§ REQUIRED WORK
Write out every entry exactly as it stands.

** start of DATASET ROWS **

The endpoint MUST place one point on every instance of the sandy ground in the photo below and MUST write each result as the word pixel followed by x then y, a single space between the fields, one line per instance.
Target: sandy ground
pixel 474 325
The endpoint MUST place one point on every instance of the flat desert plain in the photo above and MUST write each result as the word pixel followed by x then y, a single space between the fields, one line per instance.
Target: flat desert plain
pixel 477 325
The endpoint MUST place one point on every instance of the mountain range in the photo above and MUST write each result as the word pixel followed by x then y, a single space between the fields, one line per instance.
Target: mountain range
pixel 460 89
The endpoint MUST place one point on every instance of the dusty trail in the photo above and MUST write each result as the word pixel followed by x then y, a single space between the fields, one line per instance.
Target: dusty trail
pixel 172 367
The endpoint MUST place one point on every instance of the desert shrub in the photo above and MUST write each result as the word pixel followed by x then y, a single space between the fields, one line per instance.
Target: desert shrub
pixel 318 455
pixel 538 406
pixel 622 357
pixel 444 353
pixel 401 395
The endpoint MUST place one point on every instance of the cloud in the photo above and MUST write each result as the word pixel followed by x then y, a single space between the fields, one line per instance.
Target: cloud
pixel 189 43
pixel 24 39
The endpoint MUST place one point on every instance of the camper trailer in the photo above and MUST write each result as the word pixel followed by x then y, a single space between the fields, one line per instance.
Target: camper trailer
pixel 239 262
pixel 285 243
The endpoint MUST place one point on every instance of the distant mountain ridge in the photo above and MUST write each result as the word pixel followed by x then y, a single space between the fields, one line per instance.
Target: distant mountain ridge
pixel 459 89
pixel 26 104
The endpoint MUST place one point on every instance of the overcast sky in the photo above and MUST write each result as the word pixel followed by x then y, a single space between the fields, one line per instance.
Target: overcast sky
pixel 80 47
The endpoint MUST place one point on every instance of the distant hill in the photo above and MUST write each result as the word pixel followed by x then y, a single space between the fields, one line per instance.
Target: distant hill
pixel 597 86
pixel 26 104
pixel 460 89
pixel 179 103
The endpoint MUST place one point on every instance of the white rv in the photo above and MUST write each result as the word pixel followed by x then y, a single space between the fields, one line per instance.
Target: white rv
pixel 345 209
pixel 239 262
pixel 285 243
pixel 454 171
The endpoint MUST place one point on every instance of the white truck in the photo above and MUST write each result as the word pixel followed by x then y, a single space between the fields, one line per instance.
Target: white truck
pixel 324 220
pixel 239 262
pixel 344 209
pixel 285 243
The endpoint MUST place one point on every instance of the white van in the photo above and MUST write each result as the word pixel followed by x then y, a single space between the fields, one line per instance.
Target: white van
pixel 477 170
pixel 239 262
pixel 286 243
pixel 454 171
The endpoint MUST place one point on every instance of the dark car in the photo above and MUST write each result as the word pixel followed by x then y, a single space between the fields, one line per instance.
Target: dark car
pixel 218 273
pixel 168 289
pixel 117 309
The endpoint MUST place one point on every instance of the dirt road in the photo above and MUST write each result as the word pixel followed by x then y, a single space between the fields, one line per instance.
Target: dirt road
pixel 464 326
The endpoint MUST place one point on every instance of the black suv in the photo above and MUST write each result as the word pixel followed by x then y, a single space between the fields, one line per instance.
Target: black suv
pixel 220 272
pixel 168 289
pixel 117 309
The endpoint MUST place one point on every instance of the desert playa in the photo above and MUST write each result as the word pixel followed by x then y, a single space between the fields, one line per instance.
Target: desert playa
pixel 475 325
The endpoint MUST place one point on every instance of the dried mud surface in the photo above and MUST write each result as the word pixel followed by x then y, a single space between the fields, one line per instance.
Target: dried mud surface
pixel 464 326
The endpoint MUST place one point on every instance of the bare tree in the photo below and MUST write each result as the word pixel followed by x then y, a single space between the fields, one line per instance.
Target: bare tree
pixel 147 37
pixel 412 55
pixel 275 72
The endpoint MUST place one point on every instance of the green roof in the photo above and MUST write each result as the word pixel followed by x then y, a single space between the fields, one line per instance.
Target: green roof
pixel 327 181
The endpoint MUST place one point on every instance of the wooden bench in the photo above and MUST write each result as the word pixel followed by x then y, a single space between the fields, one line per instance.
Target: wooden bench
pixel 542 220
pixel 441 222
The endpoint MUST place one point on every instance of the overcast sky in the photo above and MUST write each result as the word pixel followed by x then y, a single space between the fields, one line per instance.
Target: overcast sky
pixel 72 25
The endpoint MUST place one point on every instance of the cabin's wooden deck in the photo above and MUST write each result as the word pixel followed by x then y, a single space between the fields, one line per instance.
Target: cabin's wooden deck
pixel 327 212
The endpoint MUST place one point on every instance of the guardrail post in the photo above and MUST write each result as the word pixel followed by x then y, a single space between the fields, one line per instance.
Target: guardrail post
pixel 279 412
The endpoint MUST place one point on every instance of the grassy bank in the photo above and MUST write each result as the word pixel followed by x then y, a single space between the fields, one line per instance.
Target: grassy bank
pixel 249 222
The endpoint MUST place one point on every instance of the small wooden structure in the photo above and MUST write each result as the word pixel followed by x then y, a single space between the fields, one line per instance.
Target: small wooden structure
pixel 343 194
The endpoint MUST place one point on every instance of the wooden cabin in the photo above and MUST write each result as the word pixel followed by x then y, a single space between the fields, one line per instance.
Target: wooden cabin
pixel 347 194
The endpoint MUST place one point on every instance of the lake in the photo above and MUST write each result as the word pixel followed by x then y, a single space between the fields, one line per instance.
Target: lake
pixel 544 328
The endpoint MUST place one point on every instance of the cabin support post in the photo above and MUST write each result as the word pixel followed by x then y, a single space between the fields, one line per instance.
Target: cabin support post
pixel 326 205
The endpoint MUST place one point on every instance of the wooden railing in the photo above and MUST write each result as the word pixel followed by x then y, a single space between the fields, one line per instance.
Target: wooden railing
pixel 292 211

** end of DATASET ROWS **

§ EXERCISE OUTPUT
The endpoint MUST place one point on every instance of the sandy ground in the photo below and MUST write each result as the word pixel followed by x then y, a single space between the fields, one line per instance.
Target: sandy ground
pixel 474 325
The endpoint MUST place one point on every instance of the flat desert plain in the photo above and MUST write each result as the word pixel followed by x then y, a single space between the fields, one line per instance.
Target: flat desert plain
pixel 477 325
The endpoint MUST place one point on every instance of the mountain range in the photo above and MUST write each result as the word pixel followed by x then y, a single space between the fields, one line per instance.
Target: mountain range
pixel 460 89
The endpoint MUST place one point on every instance of the dusty trail in the photo above and MUST write each result as the word pixel followed by x then y, a single space between the fields, one line per instance.
Target: dusty trail
pixel 172 367
The endpoint MUST place one point on every instance of the desert shrub in the photo above and MUST write each result as the word pixel followed by x then y, a single space between the fields, one line per instance.
Target: desert shrub
pixel 318 455
pixel 538 406
pixel 622 357
pixel 444 353
pixel 401 395
The endpoint MUST place one point on every instance of the cloud in the photo above and MUST write each result as the word pixel followed by x then y, a single space between the fields, one line per instance.
Target: cloud
pixel 189 43
pixel 24 39
The endpoint MUST place one point on every instance of the camper trailer in the photo above and MUST write each result as the word pixel followed by x then y, a single space between the fields, one line per instance.
Target: camper trailer
pixel 239 262
pixel 285 243
The endpoint MUST place one point on every instance of the distant mountain ridge in the photo above and MUST write each result as the word pixel followed by x then y, a single space between the fields, one line per instance.
Target: distant mountain ridge
pixel 459 89
pixel 26 104
The endpoint MUST place one point on every instance of the overcast sky in the photo above and MUST write each result as the word pixel followed by x then y, a single space between the fields, one line per instance.
Target: overcast sky
pixel 80 47
The endpoint MUST place one point on every instance of the distant hill in the photo above and MUST write each result as the word pixel followed by x then y, a single space between the fields, one line per instance.
Target: distant hill
pixel 597 86
pixel 26 104
pixel 460 89
pixel 179 103
The endpoint MUST place one point on every instance of the white rv in the photo above and MUST write each result as the word pixel followed by x then y, a single space between the fields, one line per instance.
Target: white rv
pixel 345 209
pixel 239 262
pixel 285 243
pixel 454 171
The endpoint MUST place one point on every instance of the white truck in the photo above and MUST write each result as the word pixel followed by x then y, a single space between the fields, one line per instance.
Target: white truck
pixel 324 220
pixel 239 262
pixel 344 209
pixel 285 243
The endpoint MUST place one point on every instance of the white van in the photo above and MUST write each result as the word pixel followed by x then y, a single space between the fields, one line per instance.
Target: white van
pixel 477 170
pixel 239 262
pixel 286 243
pixel 454 171
The endpoint MUST place one point on every instance of the dark car in the photo above and MUST write each result as the word pixel followed by x then y, a single space between the fields, one line per instance.
Target: dark car
pixel 218 273
pixel 168 289
pixel 117 309
The endpoint MUST place one point on every instance of the dirt road in the photo above and MUST write each result as the word pixel followed by x then y, a single space between the fields, one line per instance.
Target: dirt road
pixel 464 326
The endpoint MUST place one point on every instance of the black suv in the photo above and MUST write each result as the word pixel followed by x then y, a single space between the fields, one line per instance.
Target: black suv
pixel 220 272
pixel 168 289
pixel 117 309
The endpoint MUST place one point on every instance of the desert playa in the photo above and MUST write each result as the word pixel followed by x then y, a single space between the fields, one line per instance.
Target: desert playa
pixel 475 325
The endpoint MUST place one point on every instance of the dried mud surface in the photo above and MUST write each result as the word pixel followed by x then y, a single space between the fields, one line per instance.
Target: dried mud surface
pixel 464 326
The endpoint MUST place one point on every instance of the bare tree in the photo below and MUST write each result as the word pixel followed by x then y, a single space between the fields, one line per instance.
Target: bare tree
pixel 147 37
pixel 412 55
pixel 275 72
The endpoint MUST place one point on every instance of the green roof in the photo above and MUST write each result as the word pixel followed by x then y, a single space between the fields, one line per instance.
Target: green roof
pixel 327 181
The endpoint MUST place one point on every instance of the wooden bench in the photo above and MUST write each result as the word pixel followed by x then y, a single space between the fields, one line per instance.
Target: wooden bench
pixel 542 220
pixel 441 222
The endpoint MUST place one point on every instance of the overcast sky in the photo above and MUST write each result as the word pixel followed by x then y, a single space between the fields, one line per instance.
Target: overcast sky
pixel 72 25
The endpoint MUST place one point on every instance of the cabin's wooden deck in the photo above and MUST write each result as the word pixel followed by x then y, a single space between the fields, one line per instance.
Target: cabin's wooden deck
pixel 327 212
The endpoint MUST place one point on every instance of the guardrail post in the photo above and MUST write each result as the word pixel followed by x then y, a single space between the fields, one line per instance.
Target: guardrail post
pixel 279 412
The endpoint MUST place one point on every instance of the grassy bank in the photo above and MUST write each result as the word pixel followed by x then y, a single space between the fields, one line per instance.
Target: grassy bank
pixel 249 222
The endpoint MUST place one point on every instance of the small wooden structure in the photo above and MUST write each result as the word pixel followed by x then y, a single space between the fields, one line per instance.
Target: small wooden structure
pixel 343 194
The endpoint MUST place one point on every instance of the wooden cabin in the photo above and MUST write each result as the word pixel followed by x then y, a single space between the fields, one line per instance.
Target: wooden cabin
pixel 347 194
The endpoint MUST place one point on every instance of the lake in the photo above and MUST write each result as the word pixel followed by x then y, a single space between the fields, one line per instance.
Target: lake
pixel 544 328
The endpoint MUST place one point on every instance of the cabin support post in the photo above and MUST write each result as the word pixel followed by x then y, a single space between the fields, one line per instance.
Target: cabin support post
pixel 326 205
The endpoint MUST place one point on every instance of the wooden railing in the photo above and MUST write each result as the word pixel followed by x then y, a single space between the fields, one line per instance.
Target: wooden railing
pixel 292 211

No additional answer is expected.